THE INPUT:
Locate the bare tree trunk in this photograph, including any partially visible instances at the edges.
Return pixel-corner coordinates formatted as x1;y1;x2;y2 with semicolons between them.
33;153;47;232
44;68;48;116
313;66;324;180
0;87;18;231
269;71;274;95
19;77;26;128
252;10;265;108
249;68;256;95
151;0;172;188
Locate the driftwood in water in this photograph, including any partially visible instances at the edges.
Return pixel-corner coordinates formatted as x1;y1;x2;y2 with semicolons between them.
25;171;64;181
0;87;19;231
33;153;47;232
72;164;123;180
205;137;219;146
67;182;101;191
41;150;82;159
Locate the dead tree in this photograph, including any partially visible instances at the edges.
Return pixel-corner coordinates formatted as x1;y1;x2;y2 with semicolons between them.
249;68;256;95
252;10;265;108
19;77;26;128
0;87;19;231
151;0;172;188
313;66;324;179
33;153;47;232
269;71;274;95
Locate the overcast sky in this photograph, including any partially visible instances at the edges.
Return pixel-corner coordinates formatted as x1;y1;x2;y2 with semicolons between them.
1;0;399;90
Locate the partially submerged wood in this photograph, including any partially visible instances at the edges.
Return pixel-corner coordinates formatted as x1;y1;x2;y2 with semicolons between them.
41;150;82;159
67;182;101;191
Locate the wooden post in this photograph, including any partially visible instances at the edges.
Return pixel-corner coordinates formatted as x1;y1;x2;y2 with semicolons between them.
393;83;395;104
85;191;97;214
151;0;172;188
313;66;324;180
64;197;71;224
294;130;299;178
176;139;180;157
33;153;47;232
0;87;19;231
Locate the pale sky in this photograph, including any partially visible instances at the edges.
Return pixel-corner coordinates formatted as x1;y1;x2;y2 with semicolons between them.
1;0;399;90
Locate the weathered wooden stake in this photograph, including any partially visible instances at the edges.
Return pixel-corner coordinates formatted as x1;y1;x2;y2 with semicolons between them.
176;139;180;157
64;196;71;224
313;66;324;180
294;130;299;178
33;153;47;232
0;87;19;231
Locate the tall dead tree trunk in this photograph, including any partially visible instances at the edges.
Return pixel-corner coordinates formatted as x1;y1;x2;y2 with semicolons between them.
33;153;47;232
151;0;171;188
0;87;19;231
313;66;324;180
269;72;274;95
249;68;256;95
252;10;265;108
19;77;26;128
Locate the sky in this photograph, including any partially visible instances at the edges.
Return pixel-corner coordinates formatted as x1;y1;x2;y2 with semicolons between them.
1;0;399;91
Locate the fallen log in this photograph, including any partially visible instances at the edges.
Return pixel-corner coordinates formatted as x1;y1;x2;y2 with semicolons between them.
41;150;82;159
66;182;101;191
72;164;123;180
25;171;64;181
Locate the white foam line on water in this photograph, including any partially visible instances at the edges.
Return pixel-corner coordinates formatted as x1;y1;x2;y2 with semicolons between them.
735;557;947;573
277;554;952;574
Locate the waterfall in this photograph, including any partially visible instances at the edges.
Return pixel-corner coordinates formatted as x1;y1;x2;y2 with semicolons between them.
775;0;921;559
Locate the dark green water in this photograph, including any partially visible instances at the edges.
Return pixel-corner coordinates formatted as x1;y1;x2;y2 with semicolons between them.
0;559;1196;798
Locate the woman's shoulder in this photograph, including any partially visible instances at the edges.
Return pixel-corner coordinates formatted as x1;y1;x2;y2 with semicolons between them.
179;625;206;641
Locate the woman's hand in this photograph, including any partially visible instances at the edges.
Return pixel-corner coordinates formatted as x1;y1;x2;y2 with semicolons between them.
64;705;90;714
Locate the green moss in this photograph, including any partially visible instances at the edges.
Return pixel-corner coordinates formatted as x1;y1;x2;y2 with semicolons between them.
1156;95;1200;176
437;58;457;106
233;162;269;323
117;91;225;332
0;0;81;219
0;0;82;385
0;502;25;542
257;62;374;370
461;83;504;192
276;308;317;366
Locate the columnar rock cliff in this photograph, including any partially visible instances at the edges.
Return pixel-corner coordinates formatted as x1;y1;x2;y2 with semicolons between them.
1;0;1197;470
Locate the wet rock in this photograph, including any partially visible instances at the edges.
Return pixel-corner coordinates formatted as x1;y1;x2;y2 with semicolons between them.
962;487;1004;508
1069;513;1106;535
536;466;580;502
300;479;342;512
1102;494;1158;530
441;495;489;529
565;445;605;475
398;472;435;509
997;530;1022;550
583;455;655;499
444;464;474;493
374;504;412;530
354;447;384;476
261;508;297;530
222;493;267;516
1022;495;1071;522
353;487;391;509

==

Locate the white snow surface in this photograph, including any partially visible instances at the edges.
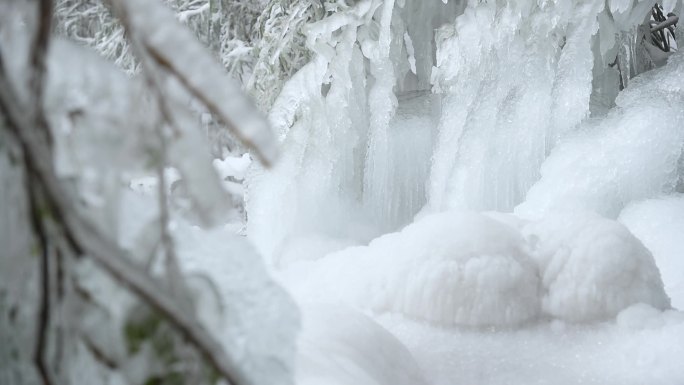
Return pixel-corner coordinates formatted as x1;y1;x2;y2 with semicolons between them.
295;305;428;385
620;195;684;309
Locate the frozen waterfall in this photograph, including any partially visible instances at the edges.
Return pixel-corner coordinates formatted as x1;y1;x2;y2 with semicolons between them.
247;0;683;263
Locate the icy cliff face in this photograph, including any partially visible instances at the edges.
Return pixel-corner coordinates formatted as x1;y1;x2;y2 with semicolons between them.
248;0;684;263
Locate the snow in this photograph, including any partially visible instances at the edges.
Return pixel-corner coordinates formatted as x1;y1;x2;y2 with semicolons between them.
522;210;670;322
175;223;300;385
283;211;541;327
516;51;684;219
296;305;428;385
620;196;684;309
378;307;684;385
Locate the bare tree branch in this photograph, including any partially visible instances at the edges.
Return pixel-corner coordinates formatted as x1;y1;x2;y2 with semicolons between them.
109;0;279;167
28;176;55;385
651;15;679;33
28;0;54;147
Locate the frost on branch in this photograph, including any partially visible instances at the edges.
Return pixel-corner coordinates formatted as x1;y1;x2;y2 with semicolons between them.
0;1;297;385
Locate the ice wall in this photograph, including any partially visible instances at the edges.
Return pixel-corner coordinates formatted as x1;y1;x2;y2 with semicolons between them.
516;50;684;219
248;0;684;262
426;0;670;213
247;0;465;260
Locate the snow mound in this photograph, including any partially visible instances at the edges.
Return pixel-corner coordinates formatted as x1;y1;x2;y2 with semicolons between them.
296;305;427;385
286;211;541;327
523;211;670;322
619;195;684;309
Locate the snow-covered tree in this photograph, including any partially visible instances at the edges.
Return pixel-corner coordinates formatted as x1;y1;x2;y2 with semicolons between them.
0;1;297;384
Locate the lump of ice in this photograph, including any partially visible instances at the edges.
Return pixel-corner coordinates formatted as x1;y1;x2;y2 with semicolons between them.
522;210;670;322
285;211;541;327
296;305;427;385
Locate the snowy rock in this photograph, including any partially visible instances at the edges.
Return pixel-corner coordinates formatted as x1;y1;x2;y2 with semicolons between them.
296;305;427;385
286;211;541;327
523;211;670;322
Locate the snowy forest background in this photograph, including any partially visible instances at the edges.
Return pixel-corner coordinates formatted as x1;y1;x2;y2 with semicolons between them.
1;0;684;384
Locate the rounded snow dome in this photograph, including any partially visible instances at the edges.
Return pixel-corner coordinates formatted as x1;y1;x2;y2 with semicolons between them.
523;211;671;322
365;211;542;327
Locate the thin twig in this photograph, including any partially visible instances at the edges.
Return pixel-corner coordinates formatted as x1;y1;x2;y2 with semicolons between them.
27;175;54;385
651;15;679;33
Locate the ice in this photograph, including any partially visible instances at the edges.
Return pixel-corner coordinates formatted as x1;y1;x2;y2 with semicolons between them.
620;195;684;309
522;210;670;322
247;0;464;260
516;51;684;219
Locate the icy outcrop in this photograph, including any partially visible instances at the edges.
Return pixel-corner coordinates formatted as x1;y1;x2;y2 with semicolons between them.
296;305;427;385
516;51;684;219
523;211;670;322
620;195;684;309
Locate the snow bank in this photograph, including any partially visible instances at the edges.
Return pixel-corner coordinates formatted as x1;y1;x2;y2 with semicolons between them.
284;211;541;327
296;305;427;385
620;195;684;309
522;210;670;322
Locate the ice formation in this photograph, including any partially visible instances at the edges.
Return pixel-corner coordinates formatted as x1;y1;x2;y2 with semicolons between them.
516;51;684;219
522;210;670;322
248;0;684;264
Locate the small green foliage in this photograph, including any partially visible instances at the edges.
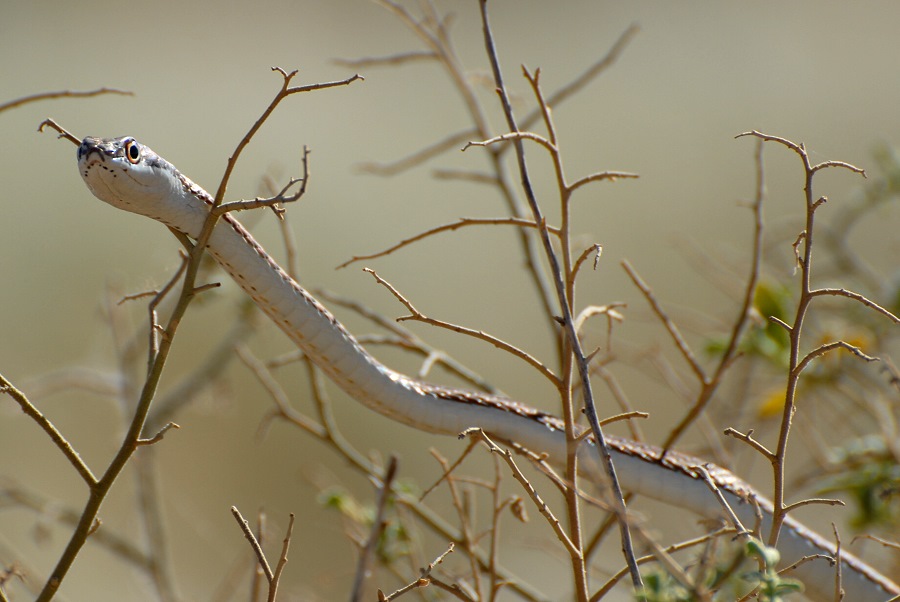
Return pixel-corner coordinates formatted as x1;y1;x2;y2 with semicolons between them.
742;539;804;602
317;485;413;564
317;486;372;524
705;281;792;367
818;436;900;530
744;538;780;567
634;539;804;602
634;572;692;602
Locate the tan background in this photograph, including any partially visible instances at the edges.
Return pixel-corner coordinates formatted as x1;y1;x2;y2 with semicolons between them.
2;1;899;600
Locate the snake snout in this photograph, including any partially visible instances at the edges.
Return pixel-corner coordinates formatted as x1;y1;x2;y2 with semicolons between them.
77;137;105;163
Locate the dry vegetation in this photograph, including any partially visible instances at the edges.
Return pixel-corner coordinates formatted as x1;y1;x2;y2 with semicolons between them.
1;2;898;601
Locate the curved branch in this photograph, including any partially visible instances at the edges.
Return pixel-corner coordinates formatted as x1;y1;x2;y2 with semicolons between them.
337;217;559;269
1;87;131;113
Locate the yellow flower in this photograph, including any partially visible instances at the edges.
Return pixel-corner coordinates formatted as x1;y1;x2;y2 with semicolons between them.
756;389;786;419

...

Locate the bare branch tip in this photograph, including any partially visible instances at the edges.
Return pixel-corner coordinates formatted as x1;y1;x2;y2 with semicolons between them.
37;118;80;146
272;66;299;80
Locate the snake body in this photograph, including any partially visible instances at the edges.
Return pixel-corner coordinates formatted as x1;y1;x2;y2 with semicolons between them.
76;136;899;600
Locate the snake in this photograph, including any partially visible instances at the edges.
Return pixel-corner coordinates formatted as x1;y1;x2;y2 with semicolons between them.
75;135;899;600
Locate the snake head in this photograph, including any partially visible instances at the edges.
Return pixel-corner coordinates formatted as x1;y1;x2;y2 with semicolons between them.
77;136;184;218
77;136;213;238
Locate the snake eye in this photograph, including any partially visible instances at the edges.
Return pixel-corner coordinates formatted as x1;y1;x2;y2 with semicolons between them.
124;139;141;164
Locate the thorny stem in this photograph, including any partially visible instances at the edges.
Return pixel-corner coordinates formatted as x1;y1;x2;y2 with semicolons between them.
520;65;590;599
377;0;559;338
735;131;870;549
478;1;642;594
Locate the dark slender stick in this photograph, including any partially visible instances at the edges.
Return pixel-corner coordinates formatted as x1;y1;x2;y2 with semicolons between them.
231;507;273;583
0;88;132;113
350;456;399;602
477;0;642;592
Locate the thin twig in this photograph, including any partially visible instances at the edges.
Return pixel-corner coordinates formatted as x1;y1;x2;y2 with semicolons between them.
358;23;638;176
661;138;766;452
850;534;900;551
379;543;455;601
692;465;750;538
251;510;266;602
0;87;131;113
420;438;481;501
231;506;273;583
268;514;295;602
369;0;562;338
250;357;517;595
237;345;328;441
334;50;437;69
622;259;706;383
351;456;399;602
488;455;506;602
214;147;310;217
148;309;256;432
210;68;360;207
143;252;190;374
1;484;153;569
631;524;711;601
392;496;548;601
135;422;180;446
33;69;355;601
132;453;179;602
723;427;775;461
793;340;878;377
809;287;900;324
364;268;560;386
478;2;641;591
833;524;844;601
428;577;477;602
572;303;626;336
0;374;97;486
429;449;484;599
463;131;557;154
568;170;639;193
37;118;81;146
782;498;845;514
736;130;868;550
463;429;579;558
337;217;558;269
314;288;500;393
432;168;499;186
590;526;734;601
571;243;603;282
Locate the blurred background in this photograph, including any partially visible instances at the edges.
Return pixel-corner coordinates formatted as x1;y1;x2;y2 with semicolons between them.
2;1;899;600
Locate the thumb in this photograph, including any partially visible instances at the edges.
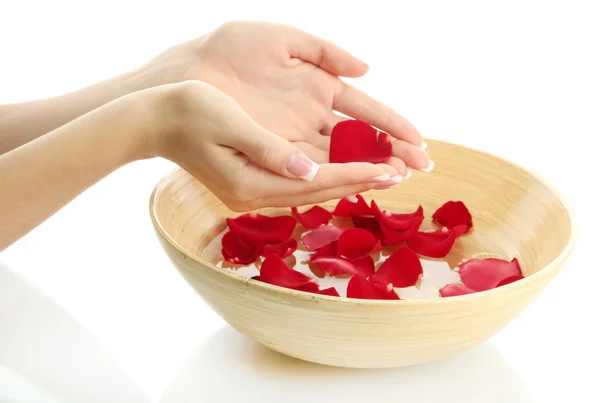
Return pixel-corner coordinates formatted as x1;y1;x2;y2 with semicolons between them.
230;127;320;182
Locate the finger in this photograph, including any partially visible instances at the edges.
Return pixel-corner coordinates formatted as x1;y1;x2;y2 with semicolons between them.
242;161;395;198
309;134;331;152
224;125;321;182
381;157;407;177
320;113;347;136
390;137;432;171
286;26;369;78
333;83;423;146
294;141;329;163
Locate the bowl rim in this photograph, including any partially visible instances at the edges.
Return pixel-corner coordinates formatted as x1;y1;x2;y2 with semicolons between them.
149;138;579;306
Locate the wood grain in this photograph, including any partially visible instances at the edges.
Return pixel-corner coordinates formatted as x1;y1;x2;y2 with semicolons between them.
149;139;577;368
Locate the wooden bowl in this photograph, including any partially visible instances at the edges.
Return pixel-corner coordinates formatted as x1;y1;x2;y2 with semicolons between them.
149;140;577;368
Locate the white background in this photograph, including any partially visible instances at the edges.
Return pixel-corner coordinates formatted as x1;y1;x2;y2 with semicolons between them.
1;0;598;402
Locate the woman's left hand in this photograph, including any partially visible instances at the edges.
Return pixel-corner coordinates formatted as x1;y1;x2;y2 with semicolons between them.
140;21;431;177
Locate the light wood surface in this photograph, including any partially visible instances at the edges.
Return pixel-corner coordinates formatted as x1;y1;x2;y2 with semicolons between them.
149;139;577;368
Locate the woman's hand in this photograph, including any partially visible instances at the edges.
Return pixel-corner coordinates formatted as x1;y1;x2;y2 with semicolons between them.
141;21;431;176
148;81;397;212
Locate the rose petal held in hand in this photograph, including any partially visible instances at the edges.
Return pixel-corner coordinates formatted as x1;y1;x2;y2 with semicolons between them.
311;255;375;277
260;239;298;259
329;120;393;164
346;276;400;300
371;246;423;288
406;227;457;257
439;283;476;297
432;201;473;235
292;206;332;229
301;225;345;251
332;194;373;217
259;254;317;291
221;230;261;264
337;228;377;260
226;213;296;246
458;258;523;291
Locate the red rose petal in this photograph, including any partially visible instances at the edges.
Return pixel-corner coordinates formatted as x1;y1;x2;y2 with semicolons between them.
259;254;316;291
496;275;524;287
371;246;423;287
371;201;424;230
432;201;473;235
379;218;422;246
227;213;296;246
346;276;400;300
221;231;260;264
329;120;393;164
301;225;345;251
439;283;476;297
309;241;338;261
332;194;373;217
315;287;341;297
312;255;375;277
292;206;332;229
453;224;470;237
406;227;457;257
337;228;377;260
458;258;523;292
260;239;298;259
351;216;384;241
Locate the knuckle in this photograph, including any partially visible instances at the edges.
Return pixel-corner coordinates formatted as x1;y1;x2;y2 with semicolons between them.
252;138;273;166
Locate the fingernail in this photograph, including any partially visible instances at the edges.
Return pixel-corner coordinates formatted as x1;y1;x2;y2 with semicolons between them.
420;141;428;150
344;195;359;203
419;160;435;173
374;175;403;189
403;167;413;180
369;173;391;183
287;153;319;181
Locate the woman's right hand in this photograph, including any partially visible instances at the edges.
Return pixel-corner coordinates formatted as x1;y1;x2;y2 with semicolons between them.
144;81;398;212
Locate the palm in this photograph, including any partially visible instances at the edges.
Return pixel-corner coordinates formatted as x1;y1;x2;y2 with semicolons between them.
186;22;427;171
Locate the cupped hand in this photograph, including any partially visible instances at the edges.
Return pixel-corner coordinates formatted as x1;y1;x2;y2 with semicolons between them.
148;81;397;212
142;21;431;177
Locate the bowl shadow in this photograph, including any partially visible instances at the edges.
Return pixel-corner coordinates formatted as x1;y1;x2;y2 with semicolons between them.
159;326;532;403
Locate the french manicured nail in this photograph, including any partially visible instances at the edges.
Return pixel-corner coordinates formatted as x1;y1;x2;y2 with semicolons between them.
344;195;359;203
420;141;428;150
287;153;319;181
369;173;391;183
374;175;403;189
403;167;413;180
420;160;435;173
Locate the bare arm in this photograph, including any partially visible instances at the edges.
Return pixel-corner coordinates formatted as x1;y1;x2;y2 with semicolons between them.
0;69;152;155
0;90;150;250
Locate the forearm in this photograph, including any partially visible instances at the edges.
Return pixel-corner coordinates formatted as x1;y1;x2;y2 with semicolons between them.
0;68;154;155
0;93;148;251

THE TASK: Would you please repeat exactly the lines above, starting at the line with "Locate the frozen" and stopping at the line with "Locate the bare tree branch", both included?

RESULT:
Locate the frozen waterfall in this photograph, including any partially visible instances at the edges.
Return pixel-corner coordinates formatted as x1;y1;x2;y2 with semicolons between them.
247;0;683;263
Locate the icy cliff face in this photograph, including any partially visible instances at the edges.
Return pixel-corner coordinates formatted as x1;y1;x2;y2 with semicolons between them.
248;0;684;263
Locate the snow in this photograph, including any partially visible instances at the edges.
Return pixel-corner coordinates formatted as x1;y1;x2;y2 with semicolons between them.
522;210;670;322
175;223;300;385
283;211;541;327
516;51;684;219
296;305;428;385
620;196;684;309
378;307;684;385
Locate the bare tree branch in this photograph, including any partially visible instances at the edges.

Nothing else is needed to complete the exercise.